> [Extracted text]
····················
Because just like the moon and whatever station or ship they’re in, the astronauts are also in orbit. And they have to go REALLY fast to stay there. 25 times the speed of sound fast.

That’s why putting things in orbit is so difficult and expensive, BTW. It’s not the part where you go straight up, that’s only a few hundred kilometres. It’s the mach 25 speed to have to make it go sideways.

If you send anything straight up and not at all sideways (like in a balloon or an elevator), it will fall down exactly like you’d expect.

Anonymous 0 Comments

It’s not strong enough to stop you lifting up a pencil either! Gravity is actually a surprisingly weak force, the weakest of all the fundamental forces!

Lifting millions of pencils would still be hard, and a rocket is similarly heavy, so it still takes a lot of fuel and aerodynamic ingenuity to achieve orbit.

As to why something the size of the moon is locked into orbit, well that’s actually gravity’s one advantage: it’s incredibly long range! The other forces just don’t have the reach to move planets and moons around (unless you include supernovae and such), but gravity can reach far enough out that it’s basically the only player, and so it’s the deciding factor for orbits.

Anonymous 0 Comments

Because these astronauts, just like the moon, aren’t actually floating but falling sideways around earth the exact speed it takes for them to stay at the same distance i.e *float*

Anonymous 0 Comments

The ISS is moving sideways at around five miles per second. It, and the astronauts inside it, are in orbit. They only look like they’re floating because when we film astronauts, we film them from inside the ISS, so the camera is moving along with the astronauts. If we looked from the ground, we would see they are orbiting the Earth just like the moon is.

Anonymous 0 Comments

The astronauts in space ARE in orbit, they’re only floating stationary relative to their station/ship because it’s in the same orbit they are.

If you had two skydivers at the same speed and altitude and took away the air, they would look like they were floating relative to each other, because they’re both feeling the same acceleration from gravity.
····················
> [Entries shown]
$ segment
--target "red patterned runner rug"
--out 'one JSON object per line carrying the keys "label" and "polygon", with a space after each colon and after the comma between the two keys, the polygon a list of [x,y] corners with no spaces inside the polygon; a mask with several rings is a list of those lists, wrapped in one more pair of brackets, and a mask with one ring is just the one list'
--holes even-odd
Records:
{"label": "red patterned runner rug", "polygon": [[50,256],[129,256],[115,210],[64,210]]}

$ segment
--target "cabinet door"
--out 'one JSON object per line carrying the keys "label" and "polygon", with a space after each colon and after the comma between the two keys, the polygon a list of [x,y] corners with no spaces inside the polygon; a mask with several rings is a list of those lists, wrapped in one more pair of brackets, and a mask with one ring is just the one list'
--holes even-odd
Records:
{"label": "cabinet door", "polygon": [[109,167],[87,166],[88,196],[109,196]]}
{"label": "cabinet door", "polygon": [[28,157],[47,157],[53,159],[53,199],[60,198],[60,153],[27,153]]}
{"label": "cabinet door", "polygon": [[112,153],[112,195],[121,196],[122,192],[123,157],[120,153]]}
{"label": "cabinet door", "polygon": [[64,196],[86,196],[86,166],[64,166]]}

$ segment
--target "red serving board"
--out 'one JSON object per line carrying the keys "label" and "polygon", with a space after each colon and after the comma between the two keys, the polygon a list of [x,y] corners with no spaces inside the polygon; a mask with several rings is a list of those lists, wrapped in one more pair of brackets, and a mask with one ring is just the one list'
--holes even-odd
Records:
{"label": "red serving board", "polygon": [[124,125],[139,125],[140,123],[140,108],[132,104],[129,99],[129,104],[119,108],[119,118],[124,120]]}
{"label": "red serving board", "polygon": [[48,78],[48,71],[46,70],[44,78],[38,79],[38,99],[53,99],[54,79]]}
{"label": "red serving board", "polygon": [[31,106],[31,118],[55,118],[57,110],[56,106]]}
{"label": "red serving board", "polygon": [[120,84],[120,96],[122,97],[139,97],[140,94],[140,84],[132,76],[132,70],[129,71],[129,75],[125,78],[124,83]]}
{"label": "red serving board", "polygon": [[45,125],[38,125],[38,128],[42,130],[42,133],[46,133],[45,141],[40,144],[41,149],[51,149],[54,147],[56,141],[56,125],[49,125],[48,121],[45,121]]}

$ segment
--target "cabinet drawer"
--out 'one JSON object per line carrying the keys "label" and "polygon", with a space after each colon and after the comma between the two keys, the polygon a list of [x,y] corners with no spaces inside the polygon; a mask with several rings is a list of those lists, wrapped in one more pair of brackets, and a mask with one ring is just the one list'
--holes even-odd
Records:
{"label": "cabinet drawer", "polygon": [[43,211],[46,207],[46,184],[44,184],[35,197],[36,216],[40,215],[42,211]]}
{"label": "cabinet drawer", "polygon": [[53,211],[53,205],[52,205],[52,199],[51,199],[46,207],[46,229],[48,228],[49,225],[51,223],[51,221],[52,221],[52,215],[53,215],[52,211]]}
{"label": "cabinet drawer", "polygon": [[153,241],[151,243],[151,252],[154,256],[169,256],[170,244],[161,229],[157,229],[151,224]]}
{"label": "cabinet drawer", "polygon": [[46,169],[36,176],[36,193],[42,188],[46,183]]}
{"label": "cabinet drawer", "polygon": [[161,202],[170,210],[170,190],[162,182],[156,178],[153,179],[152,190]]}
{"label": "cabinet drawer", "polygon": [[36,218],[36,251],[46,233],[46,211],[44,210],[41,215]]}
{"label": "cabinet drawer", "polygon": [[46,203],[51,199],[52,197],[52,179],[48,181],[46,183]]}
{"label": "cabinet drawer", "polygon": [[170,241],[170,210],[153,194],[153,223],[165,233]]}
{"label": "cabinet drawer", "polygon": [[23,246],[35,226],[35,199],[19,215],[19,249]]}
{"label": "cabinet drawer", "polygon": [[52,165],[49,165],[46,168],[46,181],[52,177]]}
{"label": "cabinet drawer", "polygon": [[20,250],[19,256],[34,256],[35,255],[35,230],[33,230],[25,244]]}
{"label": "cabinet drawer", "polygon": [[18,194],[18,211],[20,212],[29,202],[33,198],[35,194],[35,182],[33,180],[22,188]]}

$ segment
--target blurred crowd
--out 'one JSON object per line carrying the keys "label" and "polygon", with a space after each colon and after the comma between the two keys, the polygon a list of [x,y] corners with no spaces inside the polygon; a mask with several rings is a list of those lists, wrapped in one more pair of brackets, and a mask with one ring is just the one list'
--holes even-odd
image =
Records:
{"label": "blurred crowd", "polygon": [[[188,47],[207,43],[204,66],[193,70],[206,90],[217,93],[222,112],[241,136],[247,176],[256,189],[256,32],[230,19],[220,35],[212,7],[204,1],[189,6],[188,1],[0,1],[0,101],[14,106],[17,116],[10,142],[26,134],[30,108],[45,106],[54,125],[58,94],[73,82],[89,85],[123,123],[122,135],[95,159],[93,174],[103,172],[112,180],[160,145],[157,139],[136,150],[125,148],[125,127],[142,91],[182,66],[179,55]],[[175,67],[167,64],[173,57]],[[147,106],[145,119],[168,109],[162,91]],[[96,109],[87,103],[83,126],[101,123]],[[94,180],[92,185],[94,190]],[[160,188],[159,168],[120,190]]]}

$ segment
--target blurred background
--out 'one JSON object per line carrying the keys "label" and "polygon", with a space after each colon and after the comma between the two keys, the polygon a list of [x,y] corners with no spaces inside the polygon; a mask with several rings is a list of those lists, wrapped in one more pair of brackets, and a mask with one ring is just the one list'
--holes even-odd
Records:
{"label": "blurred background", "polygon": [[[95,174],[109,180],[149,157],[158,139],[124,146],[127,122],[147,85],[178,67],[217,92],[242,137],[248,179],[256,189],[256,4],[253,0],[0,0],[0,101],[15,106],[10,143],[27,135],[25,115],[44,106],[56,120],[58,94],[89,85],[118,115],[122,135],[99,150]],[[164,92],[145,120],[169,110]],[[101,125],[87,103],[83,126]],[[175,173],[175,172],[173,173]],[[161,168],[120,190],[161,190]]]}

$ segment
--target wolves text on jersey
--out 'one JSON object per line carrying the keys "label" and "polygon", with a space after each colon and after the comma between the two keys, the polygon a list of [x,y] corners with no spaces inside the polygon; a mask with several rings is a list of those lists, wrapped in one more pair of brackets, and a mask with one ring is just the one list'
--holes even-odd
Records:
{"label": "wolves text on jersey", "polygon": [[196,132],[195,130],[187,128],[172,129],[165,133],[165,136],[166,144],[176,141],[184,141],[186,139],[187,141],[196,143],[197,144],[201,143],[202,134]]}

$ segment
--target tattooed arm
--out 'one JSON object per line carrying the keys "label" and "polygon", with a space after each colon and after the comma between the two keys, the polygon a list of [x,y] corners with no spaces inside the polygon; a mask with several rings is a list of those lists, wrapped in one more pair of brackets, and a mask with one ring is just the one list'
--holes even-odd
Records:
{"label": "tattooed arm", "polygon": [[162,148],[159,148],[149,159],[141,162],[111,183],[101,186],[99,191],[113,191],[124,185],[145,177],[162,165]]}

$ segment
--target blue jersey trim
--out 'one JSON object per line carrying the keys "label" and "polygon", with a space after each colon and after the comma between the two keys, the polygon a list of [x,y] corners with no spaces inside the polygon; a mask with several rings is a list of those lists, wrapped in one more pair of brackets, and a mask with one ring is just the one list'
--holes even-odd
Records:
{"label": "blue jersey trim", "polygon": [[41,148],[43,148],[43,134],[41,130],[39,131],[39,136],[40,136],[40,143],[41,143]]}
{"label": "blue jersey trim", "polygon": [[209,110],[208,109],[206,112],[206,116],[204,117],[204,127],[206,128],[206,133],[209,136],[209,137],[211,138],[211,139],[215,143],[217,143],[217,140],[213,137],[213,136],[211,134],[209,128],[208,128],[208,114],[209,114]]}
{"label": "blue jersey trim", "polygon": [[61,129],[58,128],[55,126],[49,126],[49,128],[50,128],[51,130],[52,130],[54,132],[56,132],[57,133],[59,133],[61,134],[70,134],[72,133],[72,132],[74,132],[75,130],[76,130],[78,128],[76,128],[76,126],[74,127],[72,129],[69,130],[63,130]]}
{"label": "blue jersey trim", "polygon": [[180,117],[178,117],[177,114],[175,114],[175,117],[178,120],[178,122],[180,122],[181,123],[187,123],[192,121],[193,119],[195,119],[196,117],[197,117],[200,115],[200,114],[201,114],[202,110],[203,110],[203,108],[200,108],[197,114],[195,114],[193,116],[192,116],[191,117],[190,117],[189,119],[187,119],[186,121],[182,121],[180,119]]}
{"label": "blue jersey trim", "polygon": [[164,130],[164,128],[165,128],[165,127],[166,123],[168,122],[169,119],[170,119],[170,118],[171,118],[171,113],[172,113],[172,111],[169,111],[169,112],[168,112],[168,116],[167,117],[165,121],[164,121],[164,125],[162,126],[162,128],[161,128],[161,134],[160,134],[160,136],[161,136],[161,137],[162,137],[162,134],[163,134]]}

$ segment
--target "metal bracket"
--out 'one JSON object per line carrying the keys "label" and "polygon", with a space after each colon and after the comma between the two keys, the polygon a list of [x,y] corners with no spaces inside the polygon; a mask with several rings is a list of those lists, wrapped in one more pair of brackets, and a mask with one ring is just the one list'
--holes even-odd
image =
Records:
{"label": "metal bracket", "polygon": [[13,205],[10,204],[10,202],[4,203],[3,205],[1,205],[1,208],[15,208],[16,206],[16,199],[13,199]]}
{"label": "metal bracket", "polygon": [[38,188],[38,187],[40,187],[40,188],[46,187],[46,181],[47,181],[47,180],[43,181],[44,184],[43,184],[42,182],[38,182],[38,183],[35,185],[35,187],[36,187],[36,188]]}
····················
> [Instructions]
(a) Using the orbit discussion, rewrite the paragraph that begins "As to why something the size of the moon" as a short bulleted list that keeps its main facts.
(b) Does the orbit discussion agree with each statement? Answer yes or no, and quote the words that decide it.
(i) The ISS moves sideways at around five miles per second.
(ii) Going straight up is the hard part of putting things in orbit.
(iii) Gravity is the strongest of the fundamental forces.
The material is not needed for this work.

> [Expected answers]
(a)
- Gravity's one advantage is its very long range, which is why something as big as the moon is locked into orbit.
- The other forces can't reach far enough to move planets and moons around, unless you count things like supernovae.
- Because gravity reaches so far, it's basically the only player and decides orbits.

(b)
(i) Yes: "The ISS is moving sideways at around five miles per second."
(ii) No: "It’s not the part where you go straight up, that’s only a few hundred kilometres."
(iii) No: "the weakest of all the fundamental forces!"